■ **Selected passage**
»»

Mexican trade secretary Jaime Serra Puche, U.S. Trade Representative Carla Hills and Canadian trade minister Michael Wilson sign NAFTA. Presidents Carlos Salinas and George W. Bush and Prime Minister Brian Mulroney look on. (Photo: George Bush Presidential Library)
As the U.S. and Mexican economies suffer from recession, it makes sense to leave NAFTA alone.
BY CHRONICLE EDITORS
As Americans and Mexicans celebrated the start of a new year yesterday, they had reason to celebrate another milestone as well: The North American Free Trade Agreement (NAFTA) turned 15.
Despite the slowdown in both the U.S. and Mexican economies, trade between the two nations was expected to set a new record last year. In the first half of 2008, U.S.-Mexico trade grew by 9.6 percent to $183.7 billion. That follows a record $347 billion in trade in 2007. Compare that to the $81.5 billion in total two-way trade in 1993, the last year before NAFTA was implemented.

««

■ **Material shown**
»»

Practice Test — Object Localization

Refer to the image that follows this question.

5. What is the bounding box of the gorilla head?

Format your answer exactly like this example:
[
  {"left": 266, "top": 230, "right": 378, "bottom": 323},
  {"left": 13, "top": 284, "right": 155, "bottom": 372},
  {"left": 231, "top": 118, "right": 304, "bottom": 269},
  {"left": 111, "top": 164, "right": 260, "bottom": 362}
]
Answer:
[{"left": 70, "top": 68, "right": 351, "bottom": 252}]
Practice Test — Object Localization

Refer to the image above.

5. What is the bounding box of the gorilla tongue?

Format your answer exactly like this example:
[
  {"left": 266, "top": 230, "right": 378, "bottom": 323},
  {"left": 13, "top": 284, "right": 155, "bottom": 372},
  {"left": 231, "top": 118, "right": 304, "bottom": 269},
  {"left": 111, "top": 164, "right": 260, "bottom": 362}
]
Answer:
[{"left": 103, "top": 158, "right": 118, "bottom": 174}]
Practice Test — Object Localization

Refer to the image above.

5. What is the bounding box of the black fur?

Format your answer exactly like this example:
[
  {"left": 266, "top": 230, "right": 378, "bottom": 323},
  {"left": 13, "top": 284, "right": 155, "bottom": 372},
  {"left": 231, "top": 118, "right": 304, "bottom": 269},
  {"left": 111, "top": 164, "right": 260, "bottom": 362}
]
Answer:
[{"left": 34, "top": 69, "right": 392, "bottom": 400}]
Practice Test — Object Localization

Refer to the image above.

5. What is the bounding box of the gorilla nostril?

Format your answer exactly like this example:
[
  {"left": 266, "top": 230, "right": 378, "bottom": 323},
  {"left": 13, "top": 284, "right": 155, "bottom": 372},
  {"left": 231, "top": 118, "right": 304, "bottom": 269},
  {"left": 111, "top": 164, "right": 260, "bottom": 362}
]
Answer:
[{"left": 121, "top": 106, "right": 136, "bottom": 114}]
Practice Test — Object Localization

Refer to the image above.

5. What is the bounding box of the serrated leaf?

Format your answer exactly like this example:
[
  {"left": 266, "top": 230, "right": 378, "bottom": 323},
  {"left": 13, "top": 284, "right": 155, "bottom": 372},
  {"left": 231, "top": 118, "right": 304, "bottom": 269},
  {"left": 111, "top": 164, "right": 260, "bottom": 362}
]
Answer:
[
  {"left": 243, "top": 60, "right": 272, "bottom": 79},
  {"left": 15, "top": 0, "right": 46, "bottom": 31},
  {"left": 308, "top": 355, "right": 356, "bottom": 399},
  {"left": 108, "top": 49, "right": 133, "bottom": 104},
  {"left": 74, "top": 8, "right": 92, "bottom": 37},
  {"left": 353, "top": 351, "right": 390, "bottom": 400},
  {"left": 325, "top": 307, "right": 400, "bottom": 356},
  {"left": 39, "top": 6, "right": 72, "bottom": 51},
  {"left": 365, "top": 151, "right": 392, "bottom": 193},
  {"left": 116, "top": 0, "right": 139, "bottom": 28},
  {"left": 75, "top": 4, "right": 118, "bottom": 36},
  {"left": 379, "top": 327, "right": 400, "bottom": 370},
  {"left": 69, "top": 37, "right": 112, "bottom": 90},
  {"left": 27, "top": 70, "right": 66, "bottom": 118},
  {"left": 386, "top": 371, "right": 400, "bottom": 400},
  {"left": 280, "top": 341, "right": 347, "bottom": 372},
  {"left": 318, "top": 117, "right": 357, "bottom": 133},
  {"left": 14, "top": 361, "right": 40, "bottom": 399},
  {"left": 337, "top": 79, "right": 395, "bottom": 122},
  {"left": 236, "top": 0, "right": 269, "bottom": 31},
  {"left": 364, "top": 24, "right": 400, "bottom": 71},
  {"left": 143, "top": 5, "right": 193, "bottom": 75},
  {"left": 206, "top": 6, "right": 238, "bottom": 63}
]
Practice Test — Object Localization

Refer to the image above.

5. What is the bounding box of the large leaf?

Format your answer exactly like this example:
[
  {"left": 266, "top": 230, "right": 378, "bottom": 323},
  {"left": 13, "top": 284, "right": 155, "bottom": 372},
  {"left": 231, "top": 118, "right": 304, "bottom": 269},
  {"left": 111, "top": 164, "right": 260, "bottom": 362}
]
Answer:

««

■ **Your goal**
Pick up the NAFTA editorial after its last sentence and keep writing it. The listing comes from a different source than the NAFTA editorial.

■ **The reply**
PRIMARY REASON
NAFTA has without a doubt been the primary reason for that success. It ramatically opened up Mexico's economy to U.S. goods and investments, helping boost revenues for many U.S. companies. At the same time, Mexican companies were able to get duty-free access to the world's largest market, resulting in more sales and more jobs there. The trade growth has meant benefits for both consumers and companies on each side of the border.
While China clearly dominates many of the products we buy in U.S. stores these days, Mexico also plays an important role. Mexico ranks third behind Canada and China among the top exporters to the U.S. market. But Mexico beats China when it comes to buying U.S. goods. During the first ten months last year, Mexico imported U.S. products worth $129.4 billion - or more than twice the $61.0 billion China (with a much larger economy) bought from us.
As Frances B. Smith, an adjunct fellow of trade and consumers at the Competitive Enterprise Institute, points out, NAFTA has benefited consumers in the U.S. through greater choice of products, in terms of selection, quality, and price, including many that are less expensive than pre-NAFTA.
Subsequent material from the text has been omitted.